**STATED TASK 1**
Find every line in the listing that contains the word "cart" and copy each of those lines.

--- START SOURCE DOCUMENT ---

The Battle Fronts in the Face of the Global Colonizing Offensive and the New Fascism

José Ernesto Guerrero
Photo: Bill Hackwell

We will only be able to successfully confront capitalism, its colonizing desires and the neo-fascism that beats in its entrails from a common class front, from a fully emancipated consciousness.

At the end of June and beginning of July the XXVI edition of the Sao Paulo Forum will be held in Brasilia, a space that brings together political parties and leftist forces of diverse origins, but all focused on thinking and articulating strategies to face the great challenges of the contemporary world. The aim of the following notes is to reflect on fascism and neocolonialism as central issues in the debate of all progressive forces.

Capitalism is in a new phase of crisis, the product of several tendencies contained within it and of the consequences generated by its mode of production and consumption. Also, in addition to the financial, political, military and social crisis, there is the ecological crisis, with its unforeseeable consequences for the stability of life on the planet.

In this context of systemic crisis, we see how the liberal discourse and common sense are being permeated with increasingly ultraconservative and fascist positions. And how fascism goes from being a latent tendency within contemporary capitalism to become organized and gaining strength and political gravitation in many societies, even coming to power in countries of the hard core of today’s capitalism.

This emergence of fascism is the result, on the one hand, of the crisis and the deterioration of the standard of living of the working middle class. The social pacts that had maintained the economic status of this class after World War II were violently erased by neoliberalism since the 1980s.

The large amounts of social assistance, free quality public services and income protection policies gave way to successive waves of privatization and the disappearance of all these supports for their standard of living. The cataclysm was global and dismantled the precarious order that capitalism had sustained, not without contradictions, since 1945.

The fall of the Soviet Union convinced millions of militants, at least for a short time, that Margaret Thatcher’s neoliberal mantra: “There is no alternative”, was absolutely true. Many of these ex-militants not only broke with their militancy, but have been a willing part of the campaigns to demonize any revolutionary anti-systemic alternative.

So the current neo-fascism is nourished by the deterioration of the quality of life of the workers and the middle classes (where its main cadres and ideologues come from), by the crisis of the fall of the USSR and the delegitimization of the radical revolutionary alternatives and by the crisis of the world capitalist system itself. And to the extent that these crises deepen we will see how fascism, which is nothing other than the most reactionary entrails of capitalism, will continue to gain strength and structure and to add new sectors of the nation within which it develops, appealing to the chauvinist and pseudo-social discourse.

In a simultaneous process, we see how contemporary capitalism deploys its powerful tools of symbolic production in an effort to accompany its financial tentacles with the domination of consciences. Specialized texts already speak of 4th generation warfare to refer to that which understands the consciousness and the universe of representations of the subjects as a space to wage the battle for domination and, to this end, an amazing repertoire of means is deployed as a result of the joint work of diverse knowledges, all placed in function with the same objective: to produce a person who, at the same time that his intellectual capacities are diminished and lethargic, is a faithful reproducer of the dominant logic and, even more important, a self-sacrificing servant of capital.

--- END SOURCE DOCUMENT ---

**STATED TASK 2**
Answer these questions from the essay on fascism and neocolonialism:
(a) In which city will the XXVI edition of the Sao Paulo Forum be held?
(b) Since which decade has neoliberalism erased the social pacts of the working middle class?
(c) What term do specialized texts use for warfare that treats consciousness as a space of battle?

--- START MATERIAL FOR THIS EXERCISE ---

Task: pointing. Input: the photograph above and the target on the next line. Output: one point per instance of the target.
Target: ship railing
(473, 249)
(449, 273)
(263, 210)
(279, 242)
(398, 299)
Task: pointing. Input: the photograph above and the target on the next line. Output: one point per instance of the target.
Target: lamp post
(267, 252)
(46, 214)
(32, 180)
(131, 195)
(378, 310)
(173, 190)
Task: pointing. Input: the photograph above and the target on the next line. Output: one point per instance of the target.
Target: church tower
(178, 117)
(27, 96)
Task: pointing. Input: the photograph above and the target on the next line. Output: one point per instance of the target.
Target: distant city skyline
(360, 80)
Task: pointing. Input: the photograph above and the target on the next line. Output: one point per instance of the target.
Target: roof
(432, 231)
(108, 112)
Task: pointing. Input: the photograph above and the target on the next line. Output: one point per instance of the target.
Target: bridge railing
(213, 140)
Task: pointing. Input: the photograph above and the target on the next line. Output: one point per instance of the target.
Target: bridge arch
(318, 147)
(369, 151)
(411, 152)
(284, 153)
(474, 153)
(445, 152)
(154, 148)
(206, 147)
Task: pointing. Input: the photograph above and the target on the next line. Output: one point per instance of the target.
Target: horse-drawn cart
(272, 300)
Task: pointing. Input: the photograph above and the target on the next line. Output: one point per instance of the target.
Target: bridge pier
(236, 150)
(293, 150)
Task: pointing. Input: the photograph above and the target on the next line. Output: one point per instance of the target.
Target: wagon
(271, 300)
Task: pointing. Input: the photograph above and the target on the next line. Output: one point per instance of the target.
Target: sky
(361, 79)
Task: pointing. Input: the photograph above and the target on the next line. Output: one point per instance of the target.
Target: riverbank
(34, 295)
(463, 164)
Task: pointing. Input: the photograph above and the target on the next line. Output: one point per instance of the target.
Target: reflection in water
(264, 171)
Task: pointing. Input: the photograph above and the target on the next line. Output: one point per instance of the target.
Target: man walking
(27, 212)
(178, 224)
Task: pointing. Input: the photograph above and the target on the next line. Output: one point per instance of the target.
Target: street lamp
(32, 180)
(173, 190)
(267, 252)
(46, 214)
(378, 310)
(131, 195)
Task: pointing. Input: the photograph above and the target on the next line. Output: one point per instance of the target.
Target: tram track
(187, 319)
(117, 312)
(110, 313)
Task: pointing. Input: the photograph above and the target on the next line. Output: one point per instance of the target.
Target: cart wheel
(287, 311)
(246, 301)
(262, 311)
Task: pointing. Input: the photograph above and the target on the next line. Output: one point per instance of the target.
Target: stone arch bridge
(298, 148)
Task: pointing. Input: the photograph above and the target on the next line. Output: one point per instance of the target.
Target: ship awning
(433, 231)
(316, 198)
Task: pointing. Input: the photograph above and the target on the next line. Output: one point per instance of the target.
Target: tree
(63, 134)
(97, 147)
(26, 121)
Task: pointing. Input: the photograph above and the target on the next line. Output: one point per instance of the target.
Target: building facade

--- END MATERIAL FOR THIS EXERCISE ---

**PROBLEM SOLUTION 1**
Target: horse-drawn cart
Target: cart wheel

**PROBLEM SOLUTION 2**
(a) Brasilia
(b) The 1980s
(c) 4th generation warfare